(Records from a collection)
▶

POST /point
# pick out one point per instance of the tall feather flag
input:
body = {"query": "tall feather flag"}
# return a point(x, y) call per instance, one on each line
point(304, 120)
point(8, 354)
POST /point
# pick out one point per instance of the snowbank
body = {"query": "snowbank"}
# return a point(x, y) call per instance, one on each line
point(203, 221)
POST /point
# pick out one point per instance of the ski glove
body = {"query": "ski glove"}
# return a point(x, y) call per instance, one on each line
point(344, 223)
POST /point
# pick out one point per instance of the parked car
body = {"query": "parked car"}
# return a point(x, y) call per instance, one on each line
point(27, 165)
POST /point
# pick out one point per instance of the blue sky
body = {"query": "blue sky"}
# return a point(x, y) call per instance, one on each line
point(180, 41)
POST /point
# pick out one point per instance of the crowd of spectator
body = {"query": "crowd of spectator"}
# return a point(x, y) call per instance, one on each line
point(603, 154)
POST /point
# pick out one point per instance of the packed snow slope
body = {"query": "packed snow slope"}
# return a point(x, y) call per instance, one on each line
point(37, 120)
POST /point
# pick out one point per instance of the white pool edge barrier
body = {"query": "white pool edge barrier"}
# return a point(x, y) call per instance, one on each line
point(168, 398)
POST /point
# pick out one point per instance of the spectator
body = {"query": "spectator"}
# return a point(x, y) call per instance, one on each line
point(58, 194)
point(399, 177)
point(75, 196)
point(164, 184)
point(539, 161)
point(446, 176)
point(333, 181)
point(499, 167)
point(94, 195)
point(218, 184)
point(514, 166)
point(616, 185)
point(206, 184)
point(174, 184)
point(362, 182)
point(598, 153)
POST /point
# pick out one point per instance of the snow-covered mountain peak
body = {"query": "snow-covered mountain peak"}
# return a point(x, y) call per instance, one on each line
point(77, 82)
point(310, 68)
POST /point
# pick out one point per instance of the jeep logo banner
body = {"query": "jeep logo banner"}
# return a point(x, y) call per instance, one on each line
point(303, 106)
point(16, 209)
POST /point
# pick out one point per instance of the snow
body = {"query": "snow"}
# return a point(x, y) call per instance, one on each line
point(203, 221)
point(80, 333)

◀

Above are the records; copy all of them exactly.

POST /point
# pick out one point per instance of the tall feather flag
input:
body = {"query": "tall feather flag"}
# return a point(x, y) call per instance, one on each line
point(304, 120)
point(8, 354)
POST /point
# pick out one point per instance of the snowbank
body = {"query": "snowbank"}
# return a point(x, y) call per instance, one on each line
point(203, 221)
POST /point
# pick out one point per instance of the ski glove
body = {"query": "ski glove"}
# return a point(x, y) call per instance, one on each line
point(344, 223)
POST /point
# pick out one point per instance of the parked car
body = {"query": "parked car"}
# return a point(x, y) call per instance, one on each line
point(27, 165)
POST /point
# pick out one point per instance of the blue sky
body = {"query": "blue sky"}
# return a point(x, y) call per instance, one on each line
point(180, 41)
POST /point
# pick out one point per instance of the crowd of spectator
body = {"query": "crowd of spectator"}
# return a point(x, y) call per instance, one on each line
point(603, 154)
POST /point
# pick out one point per instance of the packed snow slope
body = {"query": "packed snow slope"}
# return a point(x, y) call per instance, one on each line
point(37, 120)
POST /point
# pick out one point per instance of the white pool edge barrier
body = {"query": "white pool edge barrier"}
# return a point(x, y) call per instance, one on each line
point(168, 398)
POST /point
# pick out one point per instance of the spectator
body = {"query": "spectator"}
# return a point(x, y) call per instance, one on each line
point(58, 194)
point(399, 177)
point(75, 196)
point(164, 184)
point(539, 161)
point(446, 176)
point(333, 181)
point(499, 167)
point(94, 195)
point(218, 184)
point(514, 166)
point(616, 185)
point(206, 184)
point(174, 184)
point(362, 182)
point(598, 153)
POST /point
# pick out one point per instance of the snow-covered mountain peak
body = {"query": "snow-covered mountain peak"}
# return a point(x, y) call per instance, one on each line
point(77, 82)
point(310, 68)
POST /point
# pick out one point per instance of the jeep logo banner
body = {"query": "jeep logo banner"}
# return a point(x, y) call per instance, one on each line
point(303, 106)
point(16, 209)
POST /point
# pick out one point per instance of the snow
body = {"query": "snow"}
# return a point(x, y) call per instance, one on each line
point(203, 221)
point(80, 333)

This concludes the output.